Problem details>
How many of the lines below contain the word "tall"? Reply with the number alone.

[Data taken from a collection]
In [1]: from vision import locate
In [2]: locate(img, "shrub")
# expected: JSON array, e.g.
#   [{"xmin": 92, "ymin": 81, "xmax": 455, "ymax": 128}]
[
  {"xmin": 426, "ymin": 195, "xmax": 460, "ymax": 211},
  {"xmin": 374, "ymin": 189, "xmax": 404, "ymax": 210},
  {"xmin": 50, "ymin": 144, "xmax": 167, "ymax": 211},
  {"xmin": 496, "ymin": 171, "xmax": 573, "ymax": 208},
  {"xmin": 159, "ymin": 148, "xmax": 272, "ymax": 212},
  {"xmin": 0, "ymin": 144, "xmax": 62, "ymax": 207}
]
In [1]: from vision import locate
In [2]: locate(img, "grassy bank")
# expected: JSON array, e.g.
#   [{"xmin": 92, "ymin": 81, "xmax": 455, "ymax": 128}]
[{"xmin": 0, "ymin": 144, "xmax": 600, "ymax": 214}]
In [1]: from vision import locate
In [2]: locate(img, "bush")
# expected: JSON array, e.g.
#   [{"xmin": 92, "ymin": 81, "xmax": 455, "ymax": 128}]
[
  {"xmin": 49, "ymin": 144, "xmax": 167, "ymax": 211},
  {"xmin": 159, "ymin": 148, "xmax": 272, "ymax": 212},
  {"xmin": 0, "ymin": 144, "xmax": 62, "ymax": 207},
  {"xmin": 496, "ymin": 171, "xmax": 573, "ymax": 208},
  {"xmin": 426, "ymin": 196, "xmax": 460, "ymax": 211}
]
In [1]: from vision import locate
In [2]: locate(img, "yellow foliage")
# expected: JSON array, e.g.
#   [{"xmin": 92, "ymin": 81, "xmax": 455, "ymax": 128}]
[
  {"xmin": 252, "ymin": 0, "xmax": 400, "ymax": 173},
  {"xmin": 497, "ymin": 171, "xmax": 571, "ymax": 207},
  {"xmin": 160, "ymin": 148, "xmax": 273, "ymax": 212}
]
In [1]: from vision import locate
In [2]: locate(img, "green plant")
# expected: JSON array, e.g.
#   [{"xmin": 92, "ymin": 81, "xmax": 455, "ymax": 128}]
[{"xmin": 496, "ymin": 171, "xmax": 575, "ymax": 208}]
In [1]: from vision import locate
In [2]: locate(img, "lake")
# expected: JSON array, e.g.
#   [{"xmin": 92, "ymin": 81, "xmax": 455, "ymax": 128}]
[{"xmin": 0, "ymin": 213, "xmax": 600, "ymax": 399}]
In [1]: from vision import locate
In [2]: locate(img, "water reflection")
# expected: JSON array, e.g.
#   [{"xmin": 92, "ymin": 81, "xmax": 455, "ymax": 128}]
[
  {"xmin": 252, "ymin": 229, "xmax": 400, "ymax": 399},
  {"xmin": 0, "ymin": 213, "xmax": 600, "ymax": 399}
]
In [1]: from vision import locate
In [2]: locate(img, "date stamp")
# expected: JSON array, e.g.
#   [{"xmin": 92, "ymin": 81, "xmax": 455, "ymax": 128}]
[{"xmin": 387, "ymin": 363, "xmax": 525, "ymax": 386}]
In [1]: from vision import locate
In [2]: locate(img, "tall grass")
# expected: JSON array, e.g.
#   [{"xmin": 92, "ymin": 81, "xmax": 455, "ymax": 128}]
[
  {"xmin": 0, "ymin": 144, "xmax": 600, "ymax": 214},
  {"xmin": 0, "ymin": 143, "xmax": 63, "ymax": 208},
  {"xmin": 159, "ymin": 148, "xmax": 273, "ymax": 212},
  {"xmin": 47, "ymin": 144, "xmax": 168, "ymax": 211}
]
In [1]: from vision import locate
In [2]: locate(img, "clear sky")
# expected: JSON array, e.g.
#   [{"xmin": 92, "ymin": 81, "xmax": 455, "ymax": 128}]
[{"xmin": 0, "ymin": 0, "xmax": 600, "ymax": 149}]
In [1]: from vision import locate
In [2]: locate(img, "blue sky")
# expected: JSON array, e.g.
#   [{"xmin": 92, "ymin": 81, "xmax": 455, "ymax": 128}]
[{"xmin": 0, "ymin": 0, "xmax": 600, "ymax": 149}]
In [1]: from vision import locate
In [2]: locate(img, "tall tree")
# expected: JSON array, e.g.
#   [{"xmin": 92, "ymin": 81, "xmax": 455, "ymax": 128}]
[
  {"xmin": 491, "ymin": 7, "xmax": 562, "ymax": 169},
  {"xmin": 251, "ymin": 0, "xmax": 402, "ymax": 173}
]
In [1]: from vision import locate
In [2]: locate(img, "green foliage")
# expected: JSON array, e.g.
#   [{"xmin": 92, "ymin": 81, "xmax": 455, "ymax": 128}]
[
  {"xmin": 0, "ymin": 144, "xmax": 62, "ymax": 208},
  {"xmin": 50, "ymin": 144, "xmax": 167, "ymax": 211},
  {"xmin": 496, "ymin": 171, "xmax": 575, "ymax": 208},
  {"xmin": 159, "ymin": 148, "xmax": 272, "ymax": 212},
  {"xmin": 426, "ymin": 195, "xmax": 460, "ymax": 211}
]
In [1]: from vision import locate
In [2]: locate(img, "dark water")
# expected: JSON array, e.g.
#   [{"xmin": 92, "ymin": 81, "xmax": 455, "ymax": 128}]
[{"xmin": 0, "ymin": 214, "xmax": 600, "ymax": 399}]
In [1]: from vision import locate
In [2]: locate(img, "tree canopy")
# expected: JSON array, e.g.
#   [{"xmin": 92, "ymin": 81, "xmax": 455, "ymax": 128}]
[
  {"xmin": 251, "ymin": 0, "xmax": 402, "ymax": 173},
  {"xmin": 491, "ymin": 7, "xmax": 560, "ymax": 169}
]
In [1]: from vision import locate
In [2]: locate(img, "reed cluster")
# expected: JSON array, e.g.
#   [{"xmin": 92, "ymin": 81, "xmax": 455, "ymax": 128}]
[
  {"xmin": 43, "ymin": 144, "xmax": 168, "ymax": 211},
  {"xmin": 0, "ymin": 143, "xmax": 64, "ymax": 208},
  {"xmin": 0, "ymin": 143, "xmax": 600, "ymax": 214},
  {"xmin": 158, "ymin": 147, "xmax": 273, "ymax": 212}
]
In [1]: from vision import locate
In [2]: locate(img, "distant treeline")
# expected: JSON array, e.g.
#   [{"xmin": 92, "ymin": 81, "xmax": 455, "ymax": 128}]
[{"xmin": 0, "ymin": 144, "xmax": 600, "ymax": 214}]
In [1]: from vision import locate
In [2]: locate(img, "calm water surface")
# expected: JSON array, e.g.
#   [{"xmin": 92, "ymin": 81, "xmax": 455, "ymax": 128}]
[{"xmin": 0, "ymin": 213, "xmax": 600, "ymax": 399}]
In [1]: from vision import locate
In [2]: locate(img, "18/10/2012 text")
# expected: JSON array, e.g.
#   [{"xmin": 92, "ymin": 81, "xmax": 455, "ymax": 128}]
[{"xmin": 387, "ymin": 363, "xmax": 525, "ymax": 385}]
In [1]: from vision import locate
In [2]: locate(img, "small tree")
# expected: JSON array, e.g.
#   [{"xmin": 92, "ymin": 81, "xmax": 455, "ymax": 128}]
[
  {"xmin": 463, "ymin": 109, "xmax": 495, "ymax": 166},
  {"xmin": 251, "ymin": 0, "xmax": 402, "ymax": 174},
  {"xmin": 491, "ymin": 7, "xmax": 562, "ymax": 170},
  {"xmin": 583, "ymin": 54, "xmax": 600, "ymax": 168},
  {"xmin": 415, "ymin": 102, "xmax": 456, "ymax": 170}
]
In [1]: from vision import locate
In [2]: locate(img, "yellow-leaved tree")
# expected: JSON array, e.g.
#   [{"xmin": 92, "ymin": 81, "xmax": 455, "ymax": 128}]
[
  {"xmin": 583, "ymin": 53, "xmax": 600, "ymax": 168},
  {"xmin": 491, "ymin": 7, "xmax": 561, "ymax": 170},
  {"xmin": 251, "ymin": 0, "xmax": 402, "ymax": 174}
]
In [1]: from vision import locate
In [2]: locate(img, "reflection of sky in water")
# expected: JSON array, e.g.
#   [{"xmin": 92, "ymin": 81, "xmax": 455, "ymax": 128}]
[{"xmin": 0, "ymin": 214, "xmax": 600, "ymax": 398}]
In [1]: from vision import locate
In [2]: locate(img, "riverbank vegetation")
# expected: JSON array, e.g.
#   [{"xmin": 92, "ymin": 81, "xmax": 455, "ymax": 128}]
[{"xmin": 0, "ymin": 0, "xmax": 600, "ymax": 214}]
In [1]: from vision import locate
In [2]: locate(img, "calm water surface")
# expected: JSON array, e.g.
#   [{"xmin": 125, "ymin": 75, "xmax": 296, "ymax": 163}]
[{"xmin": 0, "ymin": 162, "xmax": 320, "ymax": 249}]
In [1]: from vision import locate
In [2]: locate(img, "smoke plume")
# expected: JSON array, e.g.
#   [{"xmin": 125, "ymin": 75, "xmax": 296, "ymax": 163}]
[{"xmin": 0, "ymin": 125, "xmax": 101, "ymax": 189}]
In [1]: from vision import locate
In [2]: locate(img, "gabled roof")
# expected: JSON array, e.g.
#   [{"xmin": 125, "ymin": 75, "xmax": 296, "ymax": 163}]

Exercise output>
2